Source records
=-=-=-=-=
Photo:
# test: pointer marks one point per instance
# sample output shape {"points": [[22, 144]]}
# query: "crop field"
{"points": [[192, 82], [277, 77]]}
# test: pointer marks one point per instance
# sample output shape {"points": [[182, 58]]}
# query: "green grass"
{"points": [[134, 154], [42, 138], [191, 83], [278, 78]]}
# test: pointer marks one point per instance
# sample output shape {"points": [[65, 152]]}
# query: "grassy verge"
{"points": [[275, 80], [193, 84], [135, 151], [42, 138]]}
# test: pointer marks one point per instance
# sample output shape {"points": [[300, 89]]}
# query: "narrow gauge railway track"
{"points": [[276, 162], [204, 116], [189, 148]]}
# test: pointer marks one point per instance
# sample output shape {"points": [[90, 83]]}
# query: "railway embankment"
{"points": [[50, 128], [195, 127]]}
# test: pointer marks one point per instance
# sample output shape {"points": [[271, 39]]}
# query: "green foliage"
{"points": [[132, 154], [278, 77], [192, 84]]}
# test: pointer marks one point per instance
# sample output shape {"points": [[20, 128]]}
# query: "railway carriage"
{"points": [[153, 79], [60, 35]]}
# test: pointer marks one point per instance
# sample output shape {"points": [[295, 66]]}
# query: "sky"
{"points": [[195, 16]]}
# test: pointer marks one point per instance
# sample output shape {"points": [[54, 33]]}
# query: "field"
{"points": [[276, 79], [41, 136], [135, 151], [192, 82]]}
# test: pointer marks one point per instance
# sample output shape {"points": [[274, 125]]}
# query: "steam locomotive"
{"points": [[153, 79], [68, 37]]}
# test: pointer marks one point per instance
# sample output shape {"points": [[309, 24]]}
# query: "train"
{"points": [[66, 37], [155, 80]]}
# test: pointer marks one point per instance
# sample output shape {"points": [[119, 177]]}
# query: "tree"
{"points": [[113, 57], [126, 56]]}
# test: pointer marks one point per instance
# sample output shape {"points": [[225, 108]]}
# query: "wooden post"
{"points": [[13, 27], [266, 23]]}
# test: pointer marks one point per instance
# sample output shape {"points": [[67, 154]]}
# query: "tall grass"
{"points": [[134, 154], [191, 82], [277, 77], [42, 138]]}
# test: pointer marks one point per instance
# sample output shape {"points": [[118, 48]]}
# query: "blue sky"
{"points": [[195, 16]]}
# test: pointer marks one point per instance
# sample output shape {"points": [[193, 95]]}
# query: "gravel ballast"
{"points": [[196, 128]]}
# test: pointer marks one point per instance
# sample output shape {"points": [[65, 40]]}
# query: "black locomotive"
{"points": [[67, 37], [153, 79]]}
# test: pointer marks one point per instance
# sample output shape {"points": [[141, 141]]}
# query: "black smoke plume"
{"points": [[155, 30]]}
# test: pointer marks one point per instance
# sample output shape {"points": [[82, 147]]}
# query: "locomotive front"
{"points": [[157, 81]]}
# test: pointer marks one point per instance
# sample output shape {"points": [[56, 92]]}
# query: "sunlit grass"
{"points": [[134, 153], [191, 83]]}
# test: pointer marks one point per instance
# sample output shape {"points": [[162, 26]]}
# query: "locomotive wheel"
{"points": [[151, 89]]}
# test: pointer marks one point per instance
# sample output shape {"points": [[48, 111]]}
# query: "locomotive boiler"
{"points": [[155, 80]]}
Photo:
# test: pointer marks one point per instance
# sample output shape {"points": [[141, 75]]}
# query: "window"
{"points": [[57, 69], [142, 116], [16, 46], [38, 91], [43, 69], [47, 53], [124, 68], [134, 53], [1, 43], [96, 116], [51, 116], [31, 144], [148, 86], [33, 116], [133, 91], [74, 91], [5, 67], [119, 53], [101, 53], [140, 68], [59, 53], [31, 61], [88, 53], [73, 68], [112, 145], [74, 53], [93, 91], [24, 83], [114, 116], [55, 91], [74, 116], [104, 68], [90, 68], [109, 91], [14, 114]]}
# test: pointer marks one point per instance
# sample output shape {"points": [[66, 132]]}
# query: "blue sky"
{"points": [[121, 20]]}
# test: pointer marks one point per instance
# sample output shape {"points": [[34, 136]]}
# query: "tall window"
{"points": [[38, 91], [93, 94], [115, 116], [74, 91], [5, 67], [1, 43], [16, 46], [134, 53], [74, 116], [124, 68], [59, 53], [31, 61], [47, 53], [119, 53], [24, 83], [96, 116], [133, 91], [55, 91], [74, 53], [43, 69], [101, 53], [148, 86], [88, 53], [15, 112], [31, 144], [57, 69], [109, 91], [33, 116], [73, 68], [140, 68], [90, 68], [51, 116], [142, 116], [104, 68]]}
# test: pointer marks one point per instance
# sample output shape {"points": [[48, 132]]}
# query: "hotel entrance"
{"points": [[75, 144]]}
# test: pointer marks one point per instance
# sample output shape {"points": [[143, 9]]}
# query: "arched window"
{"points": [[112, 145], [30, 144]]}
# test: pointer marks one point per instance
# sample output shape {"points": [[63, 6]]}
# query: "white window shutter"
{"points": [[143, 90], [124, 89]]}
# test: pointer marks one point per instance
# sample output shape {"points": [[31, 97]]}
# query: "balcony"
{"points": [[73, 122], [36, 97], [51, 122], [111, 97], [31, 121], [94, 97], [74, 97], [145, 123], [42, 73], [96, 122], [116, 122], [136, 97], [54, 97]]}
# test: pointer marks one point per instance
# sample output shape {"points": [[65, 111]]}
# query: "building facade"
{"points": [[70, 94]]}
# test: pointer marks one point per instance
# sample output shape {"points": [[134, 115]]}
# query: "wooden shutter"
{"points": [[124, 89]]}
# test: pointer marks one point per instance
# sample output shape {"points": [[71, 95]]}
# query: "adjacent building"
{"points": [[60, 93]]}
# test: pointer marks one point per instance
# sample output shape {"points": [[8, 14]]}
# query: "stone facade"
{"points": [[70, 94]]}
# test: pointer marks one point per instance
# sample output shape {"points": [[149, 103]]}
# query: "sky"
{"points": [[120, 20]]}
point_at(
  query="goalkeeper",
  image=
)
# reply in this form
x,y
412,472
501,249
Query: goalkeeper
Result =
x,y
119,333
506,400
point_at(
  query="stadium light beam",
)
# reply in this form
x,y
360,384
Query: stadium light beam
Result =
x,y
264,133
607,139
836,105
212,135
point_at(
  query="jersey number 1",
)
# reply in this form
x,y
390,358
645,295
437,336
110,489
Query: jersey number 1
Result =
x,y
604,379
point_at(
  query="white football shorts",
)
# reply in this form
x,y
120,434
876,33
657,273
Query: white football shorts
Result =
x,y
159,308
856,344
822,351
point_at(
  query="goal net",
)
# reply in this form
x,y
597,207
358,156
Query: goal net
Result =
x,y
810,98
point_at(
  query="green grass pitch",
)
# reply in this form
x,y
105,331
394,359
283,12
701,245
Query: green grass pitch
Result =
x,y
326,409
=-=-=-=-=
WHAT TO PRODUCE:
Repeat the records verbatim, every one of them.

THE ANSWER:
Photo:
# test: pointer marks one point per instance
# sample output shape {"points": [[22, 144]]}
# query: "crop field"
{"points": [[192, 82], [277, 77]]}
# test: pointer marks one point per instance
# sample output shape {"points": [[182, 58]]}
# query: "green grass"
{"points": [[134, 154], [42, 138], [191, 83], [278, 78]]}
# test: pointer marks one point per instance
# sample output shape {"points": [[65, 152]]}
# query: "grassy verge"
{"points": [[275, 80], [193, 84], [135, 151], [42, 138]]}
# test: pointer marks one point per instance
# sample output shape {"points": [[300, 89]]}
# query: "narrow gauge railway track"
{"points": [[276, 162], [204, 116], [189, 148]]}
# test: pointer marks one point per instance
# sample output shape {"points": [[90, 83]]}
# query: "railway embankment"
{"points": [[50, 128], [195, 127]]}
# test: pointer marks one point per instance
# sample output shape {"points": [[271, 39]]}
# query: "green foliage"
{"points": [[132, 154], [278, 77], [192, 84]]}
# test: pointer marks one point per instance
# sample output shape {"points": [[20, 128]]}
# query: "railway carriage"
{"points": [[153, 79], [60, 35]]}
# test: pointer marks one point per instance
# sample output shape {"points": [[295, 66]]}
# query: "sky"
{"points": [[195, 16]]}
# test: pointer marks one point per instance
# sample output shape {"points": [[54, 33]]}
# query: "field"
{"points": [[276, 79], [41, 136], [135, 151], [192, 82]]}
# test: pointer marks one point per instance
# sample output shape {"points": [[274, 125]]}
# query: "steam locomotive"
{"points": [[153, 79], [68, 37]]}
# test: pointer marks one point per instance
# sample output shape {"points": [[309, 24]]}
# query: "train"
{"points": [[66, 37], [155, 80]]}
# test: pointer marks one point per instance
# sample output shape {"points": [[119, 177]]}
# query: "tree"
{"points": [[113, 57], [126, 56]]}
# test: pointer marks one point per instance
# sample output shape {"points": [[225, 108]]}
# query: "wooden post"
{"points": [[13, 27], [266, 23]]}
# test: pointer marks one point per instance
# sample output shape {"points": [[67, 154]]}
# query: "tall grass"
{"points": [[134, 154], [191, 82], [277, 77], [42, 138]]}
# test: pointer marks one point per instance
# sample output shape {"points": [[118, 48]]}
# query: "blue sky"
{"points": [[195, 16]]}
# test: pointer marks one point per instance
# sample output shape {"points": [[193, 95]]}
# query: "gravel ballast"
{"points": [[196, 128]]}
# test: pointer marks one point per instance
# sample output shape {"points": [[65, 40]]}
# query: "black locomotive"
{"points": [[67, 37], [153, 79]]}
# test: pointer marks one point per instance
# sample output shape {"points": [[141, 141]]}
# query: "black smoke plume"
{"points": [[155, 30]]}
# test: pointer marks one point per instance
# sample output shape {"points": [[82, 147]]}
# query: "locomotive front"
{"points": [[157, 81]]}
# test: pointer marks one point per instance
# sample output shape {"points": [[56, 92]]}
# query: "sunlit grass"
{"points": [[134, 153], [191, 83]]}
# test: pointer marks one point per instance
# sample output shape {"points": [[162, 26]]}
# query: "locomotive wheel"
{"points": [[151, 89]]}
# test: pointer marks one point per instance
# sample output shape {"points": [[48, 111]]}
# query: "locomotive boiler"
{"points": [[155, 80]]}
Photo:
# test: pointer marks one point per instance
# sample output shape {"points": [[141, 75]]}
# query: "window"
{"points": [[57, 69], [142, 116], [16, 46], [38, 91], [43, 69], [47, 53], [124, 68], [134, 53], [1, 43], [96, 116], [51, 116], [31, 144], [148, 86], [33, 116], [133, 91], [74, 91], [5, 67], [119, 53], [101, 53], [140, 68], [59, 53], [31, 61], [88, 53], [73, 68], [112, 145], [74, 53], [93, 91], [24, 83], [114, 116], [55, 91], [74, 116], [104, 68], [90, 68], [109, 91], [14, 114]]}
# test: pointer marks one point per instance
# sample output shape {"points": [[66, 132]]}
# query: "blue sky"
{"points": [[121, 20]]}
# test: pointer marks one point per instance
# sample output shape {"points": [[34, 136]]}
# query: "tall window"
{"points": [[38, 91], [93, 94], [115, 116], [74, 91], [5, 67], [1, 43], [16, 46], [134, 53], [74, 116], [124, 68], [59, 53], [31, 61], [47, 53], [119, 53], [24, 83], [96, 116], [133, 91], [55, 91], [74, 53], [43, 69], [101, 53], [148, 86], [88, 53], [15, 112], [31, 144], [57, 69], [109, 91], [33, 116], [73, 68], [140, 68], [90, 68], [51, 116], [142, 116], [104, 68]]}
# test: pointer marks one point per instance
# sample output shape {"points": [[48, 132]]}
# query: "hotel entrance"
{"points": [[75, 144]]}
# test: pointer marks one point per instance
# sample output shape {"points": [[143, 9]]}
# query: "arched window"
{"points": [[112, 145], [30, 144]]}
# test: pointer marks one point per instance
# sample output shape {"points": [[63, 6]]}
# query: "white window shutter"
{"points": [[143, 90], [124, 89]]}
# test: pointer marks one point per instance
# sample output shape {"points": [[31, 97]]}
# query: "balcony"
{"points": [[73, 122], [36, 97], [51, 122], [111, 97], [31, 121], [94, 97], [74, 97], [145, 123], [42, 73], [96, 122], [116, 122], [136, 97], [54, 97]]}
# test: pointer marks one point per instance
# sample output shape {"points": [[65, 111]]}
# query: "building facade"
{"points": [[70, 94]]}
# test: pointer marks one point per instance
# sample output shape {"points": [[134, 115]]}
# query: "wooden shutter"
{"points": [[124, 89]]}
# test: pointer marks one point per instance
# sample output shape {"points": [[71, 95]]}
# query: "adjacent building"
{"points": [[60, 93]]}
# test: pointer marks one point per instance
# sample output shape {"points": [[8, 14]]}
# query: "stone facade"
{"points": [[70, 94]]}
# test: pointer marks one point per instance
# sample output shape {"points": [[149, 103]]}
# query: "sky"
{"points": [[120, 20]]}
point_at(
  query="goalkeeper",
  image=
)
# reply in this form
x,y
412,472
501,249
Query: goalkeeper
Result =
x,y
119,333
506,400
point_at(
  query="stadium light beam",
)
# reply in this form
x,y
360,384
Query: stadium light beam
Result =
x,y
264,133
607,139
836,105
212,135
point_at(
  query="jersey number 1",
)
# reply in this form
x,y
390,358
645,295
437,336
110,489
Query: jersey number 1
Result =
x,y
604,379
point_at(
  query="white football shorts",
)
# reply in this form
x,y
120,434
876,33
657,273
Query: white football shorts
Result =
x,y
159,308
856,344
822,351
point_at(
  query="goal net",
)
# reply in this form
x,y
597,207
358,156
Query: goal net
Result =
x,y
810,98
point_at(
  query="green grass pitch",
)
# reply in this form
x,y
105,331
394,359
283,12
701,245
Query: green grass pitch
Result =
x,y
326,409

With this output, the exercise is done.